TASK GOAL: Give back an exact copy of the lines below, from the first through the line with "If you could indicate the vertical"; please stop there.

Stored data:
[Start of section]

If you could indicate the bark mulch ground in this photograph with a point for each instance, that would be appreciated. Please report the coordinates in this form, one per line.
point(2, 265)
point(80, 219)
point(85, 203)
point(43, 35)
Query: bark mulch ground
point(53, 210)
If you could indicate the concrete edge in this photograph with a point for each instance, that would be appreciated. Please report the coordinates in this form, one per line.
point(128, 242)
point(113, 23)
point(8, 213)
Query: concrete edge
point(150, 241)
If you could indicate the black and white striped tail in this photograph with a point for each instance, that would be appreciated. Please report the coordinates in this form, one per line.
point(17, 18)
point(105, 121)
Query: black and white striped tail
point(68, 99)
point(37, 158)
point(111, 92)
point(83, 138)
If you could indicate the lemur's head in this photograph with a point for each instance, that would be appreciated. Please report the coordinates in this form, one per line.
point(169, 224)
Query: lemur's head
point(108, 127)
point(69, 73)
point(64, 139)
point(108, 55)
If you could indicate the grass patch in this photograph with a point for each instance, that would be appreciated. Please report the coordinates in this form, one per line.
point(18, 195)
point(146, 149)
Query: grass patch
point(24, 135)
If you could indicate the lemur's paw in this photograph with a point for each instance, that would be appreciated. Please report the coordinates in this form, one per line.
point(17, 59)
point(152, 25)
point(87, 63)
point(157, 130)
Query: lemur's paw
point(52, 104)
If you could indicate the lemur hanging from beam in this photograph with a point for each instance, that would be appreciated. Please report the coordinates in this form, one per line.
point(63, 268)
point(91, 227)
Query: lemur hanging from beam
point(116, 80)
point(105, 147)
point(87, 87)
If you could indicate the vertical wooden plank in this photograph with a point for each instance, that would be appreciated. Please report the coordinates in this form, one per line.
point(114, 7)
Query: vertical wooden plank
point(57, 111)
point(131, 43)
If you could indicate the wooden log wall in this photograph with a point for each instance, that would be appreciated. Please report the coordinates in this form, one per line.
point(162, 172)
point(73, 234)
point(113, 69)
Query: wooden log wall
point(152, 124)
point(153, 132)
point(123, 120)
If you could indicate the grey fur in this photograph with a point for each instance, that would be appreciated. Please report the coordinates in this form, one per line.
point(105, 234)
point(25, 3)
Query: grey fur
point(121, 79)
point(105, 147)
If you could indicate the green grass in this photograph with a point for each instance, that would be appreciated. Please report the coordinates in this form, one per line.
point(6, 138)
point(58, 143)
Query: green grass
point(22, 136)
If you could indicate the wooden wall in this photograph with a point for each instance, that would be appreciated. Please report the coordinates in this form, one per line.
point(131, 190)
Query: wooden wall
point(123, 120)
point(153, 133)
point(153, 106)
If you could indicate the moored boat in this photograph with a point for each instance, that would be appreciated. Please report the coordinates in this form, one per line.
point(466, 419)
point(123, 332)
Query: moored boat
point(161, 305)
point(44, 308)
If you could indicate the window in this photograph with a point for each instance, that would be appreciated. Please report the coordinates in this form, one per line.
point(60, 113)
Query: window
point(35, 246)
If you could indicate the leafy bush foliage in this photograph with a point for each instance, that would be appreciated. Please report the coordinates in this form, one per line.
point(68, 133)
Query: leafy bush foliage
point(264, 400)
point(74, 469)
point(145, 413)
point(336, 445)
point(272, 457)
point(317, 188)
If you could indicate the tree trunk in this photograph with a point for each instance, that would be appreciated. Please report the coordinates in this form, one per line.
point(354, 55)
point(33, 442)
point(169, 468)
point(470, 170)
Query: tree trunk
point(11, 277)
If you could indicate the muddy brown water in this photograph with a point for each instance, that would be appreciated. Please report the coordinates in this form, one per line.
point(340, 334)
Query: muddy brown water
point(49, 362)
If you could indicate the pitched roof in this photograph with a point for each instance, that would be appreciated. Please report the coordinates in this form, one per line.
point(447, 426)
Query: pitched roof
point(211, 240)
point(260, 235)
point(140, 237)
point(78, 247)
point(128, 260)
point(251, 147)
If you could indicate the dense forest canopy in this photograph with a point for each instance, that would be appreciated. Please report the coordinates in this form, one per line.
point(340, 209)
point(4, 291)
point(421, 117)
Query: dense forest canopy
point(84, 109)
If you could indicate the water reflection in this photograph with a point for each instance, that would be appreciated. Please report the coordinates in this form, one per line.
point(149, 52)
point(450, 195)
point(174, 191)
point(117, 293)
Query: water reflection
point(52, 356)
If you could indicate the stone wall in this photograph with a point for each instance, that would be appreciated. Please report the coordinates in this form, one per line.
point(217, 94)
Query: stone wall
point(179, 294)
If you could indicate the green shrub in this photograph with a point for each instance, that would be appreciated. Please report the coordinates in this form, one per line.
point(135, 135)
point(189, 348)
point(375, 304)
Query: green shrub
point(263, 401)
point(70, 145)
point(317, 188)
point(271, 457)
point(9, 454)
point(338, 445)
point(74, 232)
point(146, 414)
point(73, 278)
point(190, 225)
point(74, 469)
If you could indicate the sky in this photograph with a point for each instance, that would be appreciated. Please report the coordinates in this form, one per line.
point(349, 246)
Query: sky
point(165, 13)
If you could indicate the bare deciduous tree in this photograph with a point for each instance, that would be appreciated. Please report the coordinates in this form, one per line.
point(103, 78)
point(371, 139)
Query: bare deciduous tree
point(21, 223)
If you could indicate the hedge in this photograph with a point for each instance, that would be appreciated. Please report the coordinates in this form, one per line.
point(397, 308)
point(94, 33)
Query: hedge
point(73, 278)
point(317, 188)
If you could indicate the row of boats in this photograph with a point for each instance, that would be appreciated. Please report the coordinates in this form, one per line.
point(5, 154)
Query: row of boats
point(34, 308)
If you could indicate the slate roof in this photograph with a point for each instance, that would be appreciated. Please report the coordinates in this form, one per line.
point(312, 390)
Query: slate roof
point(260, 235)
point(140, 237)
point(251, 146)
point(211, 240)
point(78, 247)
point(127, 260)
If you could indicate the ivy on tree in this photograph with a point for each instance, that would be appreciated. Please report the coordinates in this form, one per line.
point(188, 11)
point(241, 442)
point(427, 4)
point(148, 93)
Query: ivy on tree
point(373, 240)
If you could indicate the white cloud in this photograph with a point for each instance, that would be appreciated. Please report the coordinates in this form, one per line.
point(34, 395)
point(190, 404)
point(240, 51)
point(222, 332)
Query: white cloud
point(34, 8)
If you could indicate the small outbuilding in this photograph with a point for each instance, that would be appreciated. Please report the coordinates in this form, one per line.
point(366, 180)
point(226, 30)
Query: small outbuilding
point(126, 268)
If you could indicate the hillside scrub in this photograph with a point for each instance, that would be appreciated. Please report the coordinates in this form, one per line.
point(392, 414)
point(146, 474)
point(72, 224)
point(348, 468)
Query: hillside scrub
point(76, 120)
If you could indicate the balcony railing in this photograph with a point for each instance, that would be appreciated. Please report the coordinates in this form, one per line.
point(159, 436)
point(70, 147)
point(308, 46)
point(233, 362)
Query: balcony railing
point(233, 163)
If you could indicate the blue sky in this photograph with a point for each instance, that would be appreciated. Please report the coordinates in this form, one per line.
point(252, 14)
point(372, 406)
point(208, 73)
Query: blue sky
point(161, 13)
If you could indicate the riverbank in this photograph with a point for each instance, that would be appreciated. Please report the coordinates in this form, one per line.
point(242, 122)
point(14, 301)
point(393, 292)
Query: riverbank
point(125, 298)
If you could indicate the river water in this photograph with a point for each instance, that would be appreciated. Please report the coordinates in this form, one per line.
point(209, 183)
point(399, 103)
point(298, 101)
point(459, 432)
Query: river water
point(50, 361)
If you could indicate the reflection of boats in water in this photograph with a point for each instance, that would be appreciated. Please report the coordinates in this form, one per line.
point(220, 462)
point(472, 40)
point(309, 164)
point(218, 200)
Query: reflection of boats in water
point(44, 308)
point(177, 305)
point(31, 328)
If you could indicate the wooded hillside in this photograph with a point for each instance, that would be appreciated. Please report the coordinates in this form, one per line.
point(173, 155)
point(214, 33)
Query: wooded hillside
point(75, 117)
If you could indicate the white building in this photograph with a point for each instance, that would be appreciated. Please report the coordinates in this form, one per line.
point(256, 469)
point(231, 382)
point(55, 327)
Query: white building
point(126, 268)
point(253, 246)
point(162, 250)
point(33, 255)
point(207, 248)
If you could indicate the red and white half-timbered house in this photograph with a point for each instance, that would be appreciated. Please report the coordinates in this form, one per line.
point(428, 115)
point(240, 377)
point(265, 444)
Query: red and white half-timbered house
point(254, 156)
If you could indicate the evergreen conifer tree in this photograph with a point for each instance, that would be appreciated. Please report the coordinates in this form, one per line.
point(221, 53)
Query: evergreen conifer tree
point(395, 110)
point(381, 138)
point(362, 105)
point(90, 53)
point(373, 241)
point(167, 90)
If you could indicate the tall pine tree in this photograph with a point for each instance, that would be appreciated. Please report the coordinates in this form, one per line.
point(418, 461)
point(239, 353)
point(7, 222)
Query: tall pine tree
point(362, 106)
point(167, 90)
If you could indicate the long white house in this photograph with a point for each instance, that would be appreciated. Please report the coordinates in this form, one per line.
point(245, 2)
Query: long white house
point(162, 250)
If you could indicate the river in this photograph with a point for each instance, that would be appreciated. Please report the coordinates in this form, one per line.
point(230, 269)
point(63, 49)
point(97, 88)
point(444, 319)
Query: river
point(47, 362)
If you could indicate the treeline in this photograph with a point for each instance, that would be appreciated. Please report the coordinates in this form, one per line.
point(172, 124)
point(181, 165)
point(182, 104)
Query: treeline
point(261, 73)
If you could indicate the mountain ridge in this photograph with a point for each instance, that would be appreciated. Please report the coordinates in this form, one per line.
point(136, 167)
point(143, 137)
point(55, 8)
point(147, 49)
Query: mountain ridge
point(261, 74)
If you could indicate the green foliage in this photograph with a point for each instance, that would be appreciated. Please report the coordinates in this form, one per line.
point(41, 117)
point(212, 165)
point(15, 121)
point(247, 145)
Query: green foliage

[End of section]

RESPONSE BOX:
If you could indicate the bark mulch ground in this photograph with a point for each instance, that would be appreciated. Please report the coordinates in this form, one per line.
point(2, 265)
point(80, 219)
point(85, 203)
point(43, 35)
Query: bark mulch ground
point(53, 210)
If you could indicate the concrete edge in this photograph with a point for each instance, that would be appreciated. Please report the coordinates in this form, one per line.
point(128, 242)
point(113, 23)
point(8, 213)
Query: concrete edge
point(150, 241)
If you could indicate the black and white striped tail in this photograph with a point for each instance, that would be appreciated. Please report the coordinates in this form, one per line.
point(17, 18)
point(105, 121)
Query: black and white striped tail
point(68, 99)
point(37, 158)
point(111, 92)
point(83, 138)
If you could indicate the lemur's head in this photograph with a point for each instance, that would be appreciated. Please report the coordinates in this form, one per line.
point(169, 224)
Query: lemur's head
point(108, 127)
point(69, 73)
point(64, 139)
point(108, 55)
If you could indicate the grass patch in this photograph with a point for each instance, that would be appreciated. Please report the coordinates in this form, one per line.
point(18, 195)
point(146, 149)
Query: grass patch
point(24, 135)
If you could indicate the lemur's paw in this photograph with a point for each instance, that would be appreciated. Please report the coordinates in this form, one per line.
point(17, 59)
point(152, 25)
point(87, 63)
point(157, 130)
Query: lemur's paw
point(52, 104)
If you could indicate the lemur hanging from beam in this photograph with a point for each instance, that would be appreciated. Please report the coordinates in this form, one per line.
point(63, 268)
point(91, 227)
Query: lemur hanging from beam
point(116, 80)
point(105, 147)
point(87, 87)
If you could indicate the vertical wooden plank in this photograph with a point for each instance, that would be appreciated. Please report the coordinates in this form, one per line.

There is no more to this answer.